(Document passage)
_____
Why Legacy Systems Resist Conventional Testing Approaches
Conventional testing assumes a specification exists, whether a requirements document, a user story, or at a minimum a shared understanding of what correct behaviour looks like. Legacy modernisation removes that assumption. The system itself becomes the closest thing to a specification, and it's an unreliable one: business logic embedded in code that was never formally documented, exceptions handled through branches and workarounds nobody captured at the time, and user behaviour that has adapted around system quirks until those quirks became de facto requirements nobody thinks to mention.
This creates a genuine testing problem alongside the documentation gap. A test asserts that a given input should produce a given output, but writing that assertion requires knowing what the correct output is. When the only available answer is "whatever the old system currently does," testing becomes an exercise in discovering behaviour that was never written down in the first place.
The people who could fill that gap through institutional memory are often unavailable by the time a modernisation programme starts. Systems that have been running for a decade or more have usually outlived several rounds of staff turnover, and the workaround someone built in 2014 to handle an edge case in a specific regional process may now be triggering silently on a small fraction of transactions, invisible until someone tries to replace the system and it stops happening.
Characterisation Testing: Capturing Behaviour Before You Change It
This is precisely the problem characterisation testing was designed to solve. The term comes from Michael Feathers' influential work on legacy code, which defines a characterisation test as one that documents the actual behaviour of a piece of code, rather than asserting what that behaviour should be. Instead of writing a test that says "this function should return X," a characterisation test observes what the function currently returns for a given input and records that as the baseline, regardless of whether the result looks correct.
This represents a genuine shift in what testing is for. It stops being a check against a known standard of correctness and becomes a check against continuity: does the system still do what it did yesterday? That distinction matters enormously in legacy modernisation, because the immediate goal is to make existing behaviour visible, so a deliberate decision can be made about which parts of it to preserve and which to change.
In practice, building characterisation tests means running the legacy system with a wide, representative range of real inputs, recording its outputs, and turning those observed input-output pairs into an automated regression suite. That suite then becomes the safety net against which any replacement or refactored system is measured. If the new system produces a different output for the same input, that difference gets surfaced explicitly, as either an intentional improvement or an accidental regression, months before it reaches a customer or an auditor.
Building a Testing Strategy for Modernisation
Characterisation testing gives a starting point, but a full testing strategy for legacy modernisation needs several layers working together.
Characterisation tests on the legacy system
As described above, this establishes the behavioural baseline before any redesign work begins. This should happen early, ideally during discovery, not retrofitted once development is already underway.
_____
(Given data)
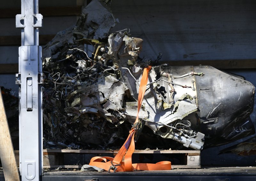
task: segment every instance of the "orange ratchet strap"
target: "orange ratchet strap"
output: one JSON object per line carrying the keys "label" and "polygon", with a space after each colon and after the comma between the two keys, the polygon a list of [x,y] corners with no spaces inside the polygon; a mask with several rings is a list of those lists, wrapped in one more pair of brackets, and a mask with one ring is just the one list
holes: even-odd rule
_____
(Requirement)
From the passage on testing legacy systems, pull out the words from "In practice, building" to "or an auditor.", copying them verbatim.

(Response to the exercise)
In practice, building characterisation tests means running the legacy system with a wide, representative range of real inputs, recording its outputs, and turning those observed input-output pairs into an automated regression suite. That suite then becomes the safety net against which any replacement or refactored system is measured. If the new system produces a different output for the same input, that difference gets surfaced explicitly, as either an intentional improvement or an accidental regression, months before it reaches a customer or an auditor.